-- QUOTED TEXT --
Nonetheless, the Third Circuit has stated, albeit in non-precedential opinions, that state or local reclassifications of marijuana are irrelevant to its precedent. United States v. Registe, 830 Fed.Appx. 708, 710 n.2 (3d Cir. 2020) (non-precedential) (holding that, because “marijuana and THC remain Schedule I controlled substances” under federal law, “[i]ts partial decriminalization in the Virgin Islands is therefore irrelevant in the determination of whether, under the totality of the circumstances, the smell of marijuana gives rise to probable cause to believe that the possession of marijuana in that instance is unlawful.”); United States v. Rodriguez-Mercado, 788 Fed.Appx. 97, 100 (3d Cir. 2019) (non-precedential) (“it is well settled that the smell of marijuana alone, if articulable and particularized, may establish probable cause”) (internal quotations and citations omitted).

Following the Third Circuit's cue, in-Circuit district courts continue to ascribe importance to the odor of marijuana emanating from a vehicle in probable cause analyses. See, e.g. United States v. Morris, 2023 WL 5607970, at *8 (W.D. Pa. Aug. 30, 2023) (“Corporal Zajac and Corporal Zazado each detected the smell of marijuana upon approaching the Corolla, and thus possessed probable cause, in addition to reasonable suspicion, to extend the traffic stop”); United States v. Felix, 2024 WL 1908914 at *4 (D. Del. May 1, 2024) (same); United States v. Wimbush, 2020 WL 1873020, at *16-17 (D.N.J. Apr. 15, 2020) (same).

Not every court of appeals is in accord with this approach. See, e.g., United States v. Martinez, 811 Fed.Appx. 396, 397 (9th Cir. 2020) (non-precedential) (holding odor of marijuana is not alone sufficient for probable cause after state legalization). Indeed, some district courts located in states with legalized marijuana have held odor of marijuana is no longer evidence of criminality to support probable case. See United States v. Pavao, 2023 WL 3934555, at *4 (D.R.I. June 9, 2023), appeal filed.

Circumstances that indicate an individual is intoxicated from marijuana, beyond presence via odor, carve out an independent basis of suspicion. Regardless of whether possessing marijuana is legal in a given locale, intoxication creates a safety risk for officers that can support reasonable suspicion to frisk. See King, 764 Fed.Appx. at 269 n.5 (finding that intoxication is a “factor supporting reasonable suspicion to conduct a frisk”); United States v. Patton, 705 F.3d 734, 739 (7th Cir. 2013) (citing that intoxication presents a “reason to be concerned that [someone] might do something unpredictable, unwise, and dangerous”); see also Marvin v. City of Taylor, 509 F.3d 234, 246 (6th Cir. 2007) (recognizing risk that intoxicated people pose to officers during lawful stops). Of course, manifest intoxication is doubly concerning when affecting a driver on the roadway, who necessarily endangers other motorists, passengers, and pedestrians. This obvious proposition has not escaped jurists, who note that signs of consuming marijuana while driving are indicia of criminality, no matter the possession laws in the local jurisdiction. See Felix, 2024 WL 1908914 at *4 n.3 (explaining that notwithstanding Delaware's decriminalization statute, “consuming marijuana in a moving vehicle” remained a misdemeanor supporting probable cause to search the driver's vehicle); United States v. Hylton, 2017 WL 6521322 at *6 (D. Nev. Nov. 15, 2017) (holding that officer's probable cause to believe driver was driving under the influence of marijuana sustained search of vehicle for contraband).

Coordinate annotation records
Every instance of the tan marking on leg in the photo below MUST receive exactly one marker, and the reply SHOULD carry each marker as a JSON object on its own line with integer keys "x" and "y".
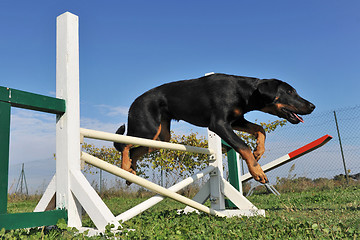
{"x": 253, "y": 166}
{"x": 126, "y": 161}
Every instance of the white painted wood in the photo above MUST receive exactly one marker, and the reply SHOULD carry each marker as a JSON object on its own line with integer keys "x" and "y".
{"x": 91, "y": 201}
{"x": 236, "y": 197}
{"x": 267, "y": 167}
{"x": 88, "y": 133}
{"x": 243, "y": 212}
{"x": 48, "y": 195}
{"x": 158, "y": 198}
{"x": 145, "y": 183}
{"x": 238, "y": 160}
{"x": 216, "y": 197}
{"x": 200, "y": 197}
{"x": 67, "y": 125}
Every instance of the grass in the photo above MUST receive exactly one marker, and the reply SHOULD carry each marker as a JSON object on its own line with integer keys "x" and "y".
{"x": 310, "y": 214}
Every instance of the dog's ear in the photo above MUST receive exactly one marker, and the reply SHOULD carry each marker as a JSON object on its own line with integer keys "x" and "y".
{"x": 268, "y": 89}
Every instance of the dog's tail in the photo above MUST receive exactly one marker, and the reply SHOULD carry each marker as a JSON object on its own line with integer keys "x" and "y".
{"x": 120, "y": 146}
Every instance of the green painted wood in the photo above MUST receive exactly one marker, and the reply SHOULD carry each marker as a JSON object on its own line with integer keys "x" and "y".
{"x": 32, "y": 101}
{"x": 31, "y": 219}
{"x": 233, "y": 172}
{"x": 5, "y": 109}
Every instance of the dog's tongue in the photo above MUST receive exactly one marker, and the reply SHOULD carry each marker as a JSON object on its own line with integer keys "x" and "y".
{"x": 298, "y": 117}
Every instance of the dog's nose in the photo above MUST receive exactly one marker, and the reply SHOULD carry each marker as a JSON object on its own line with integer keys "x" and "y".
{"x": 311, "y": 106}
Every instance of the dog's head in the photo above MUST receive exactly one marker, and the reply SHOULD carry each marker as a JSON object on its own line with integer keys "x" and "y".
{"x": 282, "y": 100}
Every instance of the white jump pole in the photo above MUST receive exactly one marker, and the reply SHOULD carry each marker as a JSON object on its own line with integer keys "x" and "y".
{"x": 147, "y": 184}
{"x": 67, "y": 125}
{"x": 158, "y": 198}
{"x": 141, "y": 141}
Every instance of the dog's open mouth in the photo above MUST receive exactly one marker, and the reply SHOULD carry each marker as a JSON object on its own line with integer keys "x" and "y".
{"x": 292, "y": 117}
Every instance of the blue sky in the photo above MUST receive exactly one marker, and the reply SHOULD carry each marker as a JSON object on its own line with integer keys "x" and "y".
{"x": 128, "y": 47}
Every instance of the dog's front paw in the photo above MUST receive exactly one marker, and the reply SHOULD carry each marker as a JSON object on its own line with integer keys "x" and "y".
{"x": 257, "y": 173}
{"x": 128, "y": 183}
{"x": 259, "y": 151}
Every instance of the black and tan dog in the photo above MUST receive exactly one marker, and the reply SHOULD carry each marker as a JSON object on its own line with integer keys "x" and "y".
{"x": 217, "y": 101}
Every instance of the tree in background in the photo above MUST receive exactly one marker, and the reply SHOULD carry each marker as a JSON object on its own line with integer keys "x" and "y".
{"x": 176, "y": 164}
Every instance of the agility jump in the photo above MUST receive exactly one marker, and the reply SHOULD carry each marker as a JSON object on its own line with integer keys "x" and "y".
{"x": 70, "y": 192}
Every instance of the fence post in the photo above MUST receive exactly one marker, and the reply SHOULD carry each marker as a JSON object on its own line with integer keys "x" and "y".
{"x": 341, "y": 148}
{"x": 4, "y": 154}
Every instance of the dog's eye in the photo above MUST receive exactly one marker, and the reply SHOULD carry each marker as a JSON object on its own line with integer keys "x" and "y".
{"x": 291, "y": 91}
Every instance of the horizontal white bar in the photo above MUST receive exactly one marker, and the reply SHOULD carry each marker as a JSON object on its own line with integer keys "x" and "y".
{"x": 146, "y": 184}
{"x": 158, "y": 198}
{"x": 88, "y": 133}
{"x": 269, "y": 166}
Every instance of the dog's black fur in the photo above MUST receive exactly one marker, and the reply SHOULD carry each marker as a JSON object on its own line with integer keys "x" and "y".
{"x": 217, "y": 101}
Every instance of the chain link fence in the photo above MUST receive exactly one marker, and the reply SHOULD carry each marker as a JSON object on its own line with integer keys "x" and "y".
{"x": 339, "y": 156}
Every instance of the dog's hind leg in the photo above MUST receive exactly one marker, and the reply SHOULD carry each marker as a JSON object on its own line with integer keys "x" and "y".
{"x": 225, "y": 131}
{"x": 255, "y": 130}
{"x": 162, "y": 134}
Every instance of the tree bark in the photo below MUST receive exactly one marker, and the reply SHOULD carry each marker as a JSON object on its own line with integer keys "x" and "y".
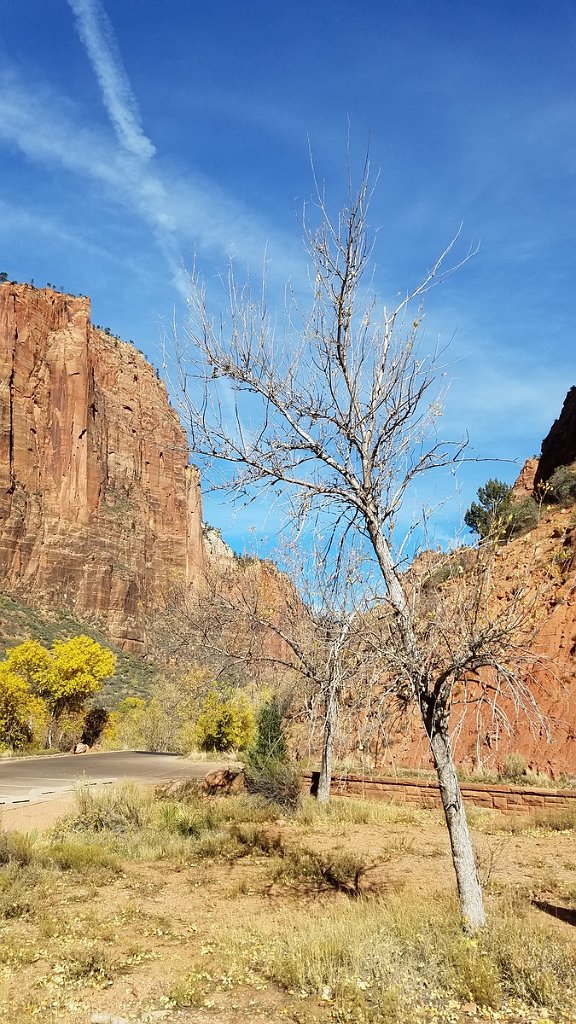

-- EXERCISE REQUIREMENTS --
- 1) List each line of the records that contains the word "white", treating uppercase and lowercase as different.
- 2) Write what comes next in the passage on marijuana odor and probable cause, starting right after its last sentence.
The records have no connection to the passage on marijuana odor and probable cause.

-- ANSWERS FOR THIS EXERCISE --
- 1)
Every instance of the white painted wood in the photo above MUST receive exactly one marker, and the reply SHOULD carry each marker as a JSON object on its own line with integer keys "x" and "y".
Every instance of the white jump pole in the photo above MUST receive exactly one marker, and the reply SHOULD carry each marker as a JSON object on its own line with integer keys "x" and "y".
Every instance of the horizontal white bar in the photo above MUST receive exactly one marker, and the reply SHOULD carry each marker as a JSON object on its own line with integer keys "x" and "y".

- 2)
IV. APPLICATION

Applying the law here, the scope of this suppression requires addressing three issues. First, did the officers ever extend the initial purpose of the stop, and if so, did they have reasonable articulable suspicion to do so? Second, did the officers have reasonable suspicion that Mr. Seabreeze's was armed and dangerous to initiate a Terry frisk? And third, although not the focus of either party, this Court must address whether officers had probable cause to search Mr. Seabreeze's vehicle after he was arrested?

A. Officers Did Not Unlawfully Prolong the Stop

Credible officer testimony answers the first question. Observing an individual smoking marijuana while driving is a serious offense, which provides ample latitude to investigate the presence of illegal substances, allows officers to take safety precautions due to possible driver intoxication, and authorizes a sobriety investigation. Importantly, it is irrelevant that possession of small amounts of marijuana is only a civil offense in Philadelphia. The crime committed was not merely possessing, but imbibing the substance while operating a motor vehicle, which is far more serious and a clear violation of Pennsylvania law. See Dabney, 274 A.3d at 1290.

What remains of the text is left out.